Reading text
↓
We see that the users in US display a variety in usage of apps to sign up on Airbnb. For rest other countries, it looks like users prefer to sign up using the Airbnb’s website only (Fig.8).

Affiliate

plt.figure(figsize=(12,6))
sns.countplot(x='affiliate_channel', data=df_without_NDF)
plt.xlabel('Affiliate channel')
plt.ylabel('Number of users')
plt.title('Affiliate channel distribution')
plt.show()

Fig.9: Plot showing distribtution of affiliate channels

We see that nearly 70% of the users came to the Airbnb’s website directly without any affiliate involvement (Fig.9).

plt.figure(figsize=(18,6))
sns.countplot(x='first_device_type', data=df_without_NDF)
plt.xlabel('First device type')
plt.ylabel('Number of users')
plt.title('First device type distribution')
plt.show()

Fig.10: Plot showing distribution of first device type used by users

Form Fig.10, it seems that the most popular device that users use to first access Airbnb’s website is Mac desktop (40%) followed by Windows desktop (30%).

plt.figure(figsize=(18,6))
sns.countplot(x='country_destination', data=df_without_NDF, hue='first_device_type')
plt.ylabel('Number of users')
plt.title('First device type vs. country destination')
plt.legend(loc = 'upper right')
plt.show()

Fig.11: Plot showing distribution of first device type vs. country destination

From Fig.11, irrespective of the destination country booked, Mac Desktop emerges as the clear favourite device for the users to access Airbnb’s website. This seems to be the highest in the US. Closely following it on its heels is Windows Desktop.

df_without_NDF_US = df_without_NDF[df_without_NDF['country_destination']!='US']
plt.figure(figsize=(18,6))
↑
Raw data
↓
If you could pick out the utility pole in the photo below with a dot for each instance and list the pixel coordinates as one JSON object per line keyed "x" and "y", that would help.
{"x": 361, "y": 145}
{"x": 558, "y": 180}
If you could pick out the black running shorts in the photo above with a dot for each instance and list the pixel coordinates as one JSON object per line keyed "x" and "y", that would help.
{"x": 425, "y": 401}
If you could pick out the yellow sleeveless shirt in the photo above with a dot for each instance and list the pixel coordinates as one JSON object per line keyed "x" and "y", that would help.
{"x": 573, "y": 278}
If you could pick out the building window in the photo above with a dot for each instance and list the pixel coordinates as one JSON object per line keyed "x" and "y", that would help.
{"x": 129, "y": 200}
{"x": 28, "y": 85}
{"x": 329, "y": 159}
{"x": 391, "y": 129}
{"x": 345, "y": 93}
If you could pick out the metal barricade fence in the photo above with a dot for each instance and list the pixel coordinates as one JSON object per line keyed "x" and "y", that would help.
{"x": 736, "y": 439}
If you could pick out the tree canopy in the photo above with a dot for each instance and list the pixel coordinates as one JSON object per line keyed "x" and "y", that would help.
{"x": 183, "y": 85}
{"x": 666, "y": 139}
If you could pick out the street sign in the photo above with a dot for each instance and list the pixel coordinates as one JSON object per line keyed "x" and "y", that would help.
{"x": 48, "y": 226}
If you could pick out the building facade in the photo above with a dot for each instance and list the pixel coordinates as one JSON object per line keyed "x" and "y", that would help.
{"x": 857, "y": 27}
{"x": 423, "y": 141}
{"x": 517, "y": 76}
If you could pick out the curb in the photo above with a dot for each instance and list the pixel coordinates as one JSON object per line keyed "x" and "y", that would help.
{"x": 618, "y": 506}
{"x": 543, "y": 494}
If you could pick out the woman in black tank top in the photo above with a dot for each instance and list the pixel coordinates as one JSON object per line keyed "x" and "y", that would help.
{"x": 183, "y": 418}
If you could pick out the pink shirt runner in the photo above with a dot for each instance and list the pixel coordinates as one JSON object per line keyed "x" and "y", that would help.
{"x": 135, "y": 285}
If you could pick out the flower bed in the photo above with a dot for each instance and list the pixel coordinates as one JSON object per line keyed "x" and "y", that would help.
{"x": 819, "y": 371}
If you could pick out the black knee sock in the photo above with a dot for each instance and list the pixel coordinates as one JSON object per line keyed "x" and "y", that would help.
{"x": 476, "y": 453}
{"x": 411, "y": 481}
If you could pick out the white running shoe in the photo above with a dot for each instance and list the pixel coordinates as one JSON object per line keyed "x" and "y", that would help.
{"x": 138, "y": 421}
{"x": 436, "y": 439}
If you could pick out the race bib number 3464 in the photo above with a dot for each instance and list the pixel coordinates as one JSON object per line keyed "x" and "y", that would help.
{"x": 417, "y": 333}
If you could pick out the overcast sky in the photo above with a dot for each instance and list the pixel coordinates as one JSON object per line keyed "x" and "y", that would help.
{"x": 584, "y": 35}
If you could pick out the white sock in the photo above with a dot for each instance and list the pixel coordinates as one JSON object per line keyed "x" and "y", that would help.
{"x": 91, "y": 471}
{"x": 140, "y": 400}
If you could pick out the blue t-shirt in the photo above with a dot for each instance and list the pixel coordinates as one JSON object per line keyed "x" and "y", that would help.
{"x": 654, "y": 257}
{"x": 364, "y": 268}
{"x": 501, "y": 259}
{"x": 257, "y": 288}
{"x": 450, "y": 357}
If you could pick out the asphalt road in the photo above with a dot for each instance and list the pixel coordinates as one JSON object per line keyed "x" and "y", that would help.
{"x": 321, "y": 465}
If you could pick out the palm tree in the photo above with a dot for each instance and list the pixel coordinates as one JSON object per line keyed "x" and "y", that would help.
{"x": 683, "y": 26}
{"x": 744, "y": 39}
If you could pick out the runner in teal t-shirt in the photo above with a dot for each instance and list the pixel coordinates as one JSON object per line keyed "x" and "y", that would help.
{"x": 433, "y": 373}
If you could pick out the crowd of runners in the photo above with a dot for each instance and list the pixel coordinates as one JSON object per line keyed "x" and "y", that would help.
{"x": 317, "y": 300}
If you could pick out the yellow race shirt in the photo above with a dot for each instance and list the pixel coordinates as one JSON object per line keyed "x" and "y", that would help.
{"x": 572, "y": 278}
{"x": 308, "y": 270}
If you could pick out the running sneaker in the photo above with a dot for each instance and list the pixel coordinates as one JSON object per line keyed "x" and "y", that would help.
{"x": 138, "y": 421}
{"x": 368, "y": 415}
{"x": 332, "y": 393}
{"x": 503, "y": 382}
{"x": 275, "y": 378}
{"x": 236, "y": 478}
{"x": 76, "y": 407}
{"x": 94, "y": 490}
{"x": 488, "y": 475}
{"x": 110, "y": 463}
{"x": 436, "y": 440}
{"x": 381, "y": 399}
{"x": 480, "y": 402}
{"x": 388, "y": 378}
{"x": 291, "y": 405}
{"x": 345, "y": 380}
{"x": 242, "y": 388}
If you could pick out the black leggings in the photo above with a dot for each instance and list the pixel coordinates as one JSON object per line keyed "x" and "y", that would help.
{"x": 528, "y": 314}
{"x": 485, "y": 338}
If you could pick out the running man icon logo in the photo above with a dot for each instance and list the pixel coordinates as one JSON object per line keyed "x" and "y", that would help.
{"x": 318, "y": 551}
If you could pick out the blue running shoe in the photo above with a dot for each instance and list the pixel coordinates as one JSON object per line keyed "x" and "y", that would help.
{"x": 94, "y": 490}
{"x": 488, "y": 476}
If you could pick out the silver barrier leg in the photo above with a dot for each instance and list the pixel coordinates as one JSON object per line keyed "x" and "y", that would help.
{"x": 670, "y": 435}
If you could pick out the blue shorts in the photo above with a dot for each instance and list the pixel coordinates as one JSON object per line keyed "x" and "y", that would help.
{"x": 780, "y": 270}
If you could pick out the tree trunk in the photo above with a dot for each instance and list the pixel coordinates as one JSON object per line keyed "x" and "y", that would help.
↑
List of tasks
[a] In the Airbnb user analysis, roughly what share of users reached the website directly, with no affiliate involved?
[b] Extend the Airbnb user analysis from the point where it stops.
The lines on this page aren't needed for what follows.

Expected outputs
[a] Nearly 70% of the users.

[b]
sns.countplot(x='country_destination', data=df_without_NDF_US, hue='first_device_type')
plt.ylabel('Number of users')
plt.title('First device type vs. country destination without the US')
plt.legend(loc = 'upper right')
plt.show()

Fig.12: Plot showing distribution of first device type vs. destinations (excluding US)

Outside of the US too, Apple devices seem more popular than the Windows devices (Fig.12).

plt.figure(figsize=(20,6))
sns.countplot(x='first_browser', data=df_without_NDF)
plt.xlabel('First browser')
plt.ylabel('Number of users')
plt.title('First browser distribution')
plt.xticks(rotation=90)
plt.show()

Fig.13: Plot showing distribution of first browsers used by users

As expected, 30% of the bookers used Chrome browser to access Airbnb website. Next favourite seems to be Safari browser (Fig.13).

Users’ Preferred Language

plt.figure(figsize=(12,6))
sns.countplot(x='language', data=df_without_NDF)
plt.xlabel('language')
plt.ylabel('Number of users')
plt.title('Users language distribution')
plt.show()

Fig.14: Plot showing user language distribution

Almost all the users language preference is English. This is reasonable as our population for the problem comes from US.

Dates

To visualize how bookings varying across months and years, let us first convert the date columns to datetime type.

df_without_NDF['date_account_created'] = pd.to_datetime(df_without_NDF['date_account_created'])
df_without_NDF['timestamp_first_active'] = pd.to_datetime((df_without_NDF.timestamp_first_active)//1000000, format='%Y%m%d')
plt.figure(figsize=(12,6))
df_without_NDF.date_account_created.value_counts().plot(kind='line', linewidth=1.2)
plt.xlabel('Date')
plt.title('New account created over time')
plt.show()

Fig.15: Plot showing trend of user account creation

There is a huge jump in account creation after 2014. Airbnb has grown leaps and bounds after 2014 (Fig.15).

#Creating a separate dataframe for the year 2013 to analyse it further.
df_2013 = df_without_NDF[df_without_NDF['timestamp_first_active'] > pd.to_datetime(20130101, format='%Y%m%d')]
df_2013 = df_2013[df_2013['timestamp_first_active'] < pd.to_datetime(20140101, format='%Y%m%d')]
plt.figure(figsize=(12,6))
df_2013.timestamp_first_active.value_counts().plot(kind='line', linewidth=2)
plt.xlabel('Date')
plt.title('First active date 2013')
plt.show()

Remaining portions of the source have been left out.